== Problem description ==
Where a line contains "Note: for every instance of the distant mountain", start there and write out that line and each one after it, word for word, through the final line of the entries; add nothing else.
START Listed records
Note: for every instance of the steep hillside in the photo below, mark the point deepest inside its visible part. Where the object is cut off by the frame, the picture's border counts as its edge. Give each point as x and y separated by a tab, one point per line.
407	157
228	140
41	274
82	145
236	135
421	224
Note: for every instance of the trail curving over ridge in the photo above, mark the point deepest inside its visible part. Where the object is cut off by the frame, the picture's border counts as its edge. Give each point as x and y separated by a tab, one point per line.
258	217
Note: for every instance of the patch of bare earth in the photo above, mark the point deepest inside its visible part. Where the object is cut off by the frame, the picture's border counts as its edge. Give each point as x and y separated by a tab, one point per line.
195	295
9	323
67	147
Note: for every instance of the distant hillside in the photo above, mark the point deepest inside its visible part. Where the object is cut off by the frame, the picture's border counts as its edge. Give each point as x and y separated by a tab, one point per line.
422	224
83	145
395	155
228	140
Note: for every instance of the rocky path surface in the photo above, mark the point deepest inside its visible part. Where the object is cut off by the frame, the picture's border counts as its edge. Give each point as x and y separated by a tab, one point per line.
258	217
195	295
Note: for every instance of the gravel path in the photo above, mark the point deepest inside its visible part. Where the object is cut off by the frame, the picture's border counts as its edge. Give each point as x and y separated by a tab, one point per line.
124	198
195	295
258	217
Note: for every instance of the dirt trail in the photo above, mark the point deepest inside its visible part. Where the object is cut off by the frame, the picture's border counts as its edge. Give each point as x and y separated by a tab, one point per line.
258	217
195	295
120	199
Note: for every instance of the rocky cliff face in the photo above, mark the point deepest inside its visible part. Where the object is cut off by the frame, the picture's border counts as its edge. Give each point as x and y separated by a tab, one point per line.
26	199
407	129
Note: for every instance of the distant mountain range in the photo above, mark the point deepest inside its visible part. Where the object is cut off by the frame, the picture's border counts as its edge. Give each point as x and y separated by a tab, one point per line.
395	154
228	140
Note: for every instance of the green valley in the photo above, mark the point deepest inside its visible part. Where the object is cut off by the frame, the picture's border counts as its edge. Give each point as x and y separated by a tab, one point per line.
END Listed records
== Task answer ==
Note: for every instance of the distant mountain range in the photo above, mark the point deepest inside its visible part. Where the object is cut off by the frame, the picture's border counts as its edge. Give each point as x and y separated by a tab, one point per line.
395	154
228	140
Note: for every instance of the green valley in the photo above, mark the point deepest inside its visible part. Where the object is cut off by the frame, the picture's border counts as its edge. Give each point as x and y separated by a tab, one point per line.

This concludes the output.